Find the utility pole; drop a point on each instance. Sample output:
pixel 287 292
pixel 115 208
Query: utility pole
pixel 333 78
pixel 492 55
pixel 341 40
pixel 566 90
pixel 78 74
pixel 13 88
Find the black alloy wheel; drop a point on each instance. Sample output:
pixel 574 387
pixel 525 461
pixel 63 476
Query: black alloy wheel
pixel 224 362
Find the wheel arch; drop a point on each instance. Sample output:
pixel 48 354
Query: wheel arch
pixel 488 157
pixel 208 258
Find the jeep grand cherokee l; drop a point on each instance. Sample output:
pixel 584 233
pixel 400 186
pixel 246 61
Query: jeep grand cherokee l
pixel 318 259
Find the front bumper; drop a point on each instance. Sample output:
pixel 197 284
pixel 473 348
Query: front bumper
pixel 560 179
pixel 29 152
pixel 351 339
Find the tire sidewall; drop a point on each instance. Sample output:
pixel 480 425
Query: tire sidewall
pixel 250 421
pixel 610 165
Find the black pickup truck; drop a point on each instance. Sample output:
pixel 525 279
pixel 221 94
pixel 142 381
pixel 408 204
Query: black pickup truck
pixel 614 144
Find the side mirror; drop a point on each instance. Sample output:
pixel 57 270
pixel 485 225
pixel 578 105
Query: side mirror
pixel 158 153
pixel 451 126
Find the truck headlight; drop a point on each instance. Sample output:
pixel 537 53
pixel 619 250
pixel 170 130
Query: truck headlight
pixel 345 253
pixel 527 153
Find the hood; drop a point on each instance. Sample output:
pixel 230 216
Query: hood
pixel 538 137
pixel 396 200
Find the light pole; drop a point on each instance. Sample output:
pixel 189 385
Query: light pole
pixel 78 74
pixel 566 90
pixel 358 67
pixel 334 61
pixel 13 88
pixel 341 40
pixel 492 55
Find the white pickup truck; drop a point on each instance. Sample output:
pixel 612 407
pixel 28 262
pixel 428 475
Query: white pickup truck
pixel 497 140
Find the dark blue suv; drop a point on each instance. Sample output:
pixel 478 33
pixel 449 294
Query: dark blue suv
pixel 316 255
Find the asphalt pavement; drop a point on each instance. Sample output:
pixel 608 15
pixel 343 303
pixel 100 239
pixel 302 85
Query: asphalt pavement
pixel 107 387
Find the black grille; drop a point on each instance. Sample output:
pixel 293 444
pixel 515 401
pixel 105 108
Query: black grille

Task details:
Reproduce every item above verbatim, line for line.

Solution:
Find the utility pole; drop a point on each instance. Sample output:
pixel 287 292
pixel 115 208
Query: utility pole
pixel 333 78
pixel 492 55
pixel 341 40
pixel 566 90
pixel 78 74
pixel 13 88
Find the black alloy wheel; drop a point on each instance. Sample output:
pixel 574 387
pixel 525 461
pixel 63 476
Query: black alloy wheel
pixel 224 362
Find the wheel arch; drop a point on each instance. Sample output:
pixel 48 354
Query: wheel arch
pixel 488 157
pixel 208 258
Find the jeep grand cherokee l; drop a point on each instance. Sample output:
pixel 584 233
pixel 400 186
pixel 246 61
Query: jeep grand cherokee l
pixel 318 259
Find the front bumper; drop a point on each instance. Sample output:
pixel 197 284
pixel 473 348
Query: front bumper
pixel 560 179
pixel 29 152
pixel 351 339
Find the tire sidewall; drop a point on each instance. Sample output:
pixel 480 425
Query: tire sidewall
pixel 250 421
pixel 610 165
Find the black pickup truck; drop a point on each instance. Sample output:
pixel 525 279
pixel 221 94
pixel 142 381
pixel 408 204
Query: black pickup truck
pixel 614 144
Find the side mirror; drop a point on each instance. Sample output:
pixel 57 270
pixel 485 225
pixel 578 105
Query: side mirror
pixel 158 153
pixel 451 126
Find the truck headlight; drop a point on each instance. Sample output:
pixel 537 53
pixel 619 250
pixel 170 130
Query: truck headlight
pixel 345 253
pixel 527 153
Find the hood; drop a point on each instance. Sample output:
pixel 230 216
Query: hood
pixel 538 137
pixel 396 200
Find the light pole; drop a point on each instance. Sample output:
pixel 189 385
Query: light pole
pixel 78 74
pixel 566 90
pixel 358 67
pixel 334 61
pixel 13 88
pixel 341 40
pixel 492 55
Find the white pickup truck; drop a point on each instance. Sample output:
pixel 612 407
pixel 28 262
pixel 428 475
Query: white pickup truck
pixel 497 140
Find the dark blue suv; drop a point on each instance. Sample output:
pixel 478 33
pixel 449 294
Query: dark blue suv
pixel 316 255
Find the asphalt pavement; drop a point on each instance. Sample output:
pixel 608 15
pixel 343 303
pixel 100 239
pixel 302 85
Query: asphalt pavement
pixel 107 387
Find the black grille; drop a point on each instance. Sample output:
pixel 293 444
pixel 515 401
pixel 105 108
Query: black grille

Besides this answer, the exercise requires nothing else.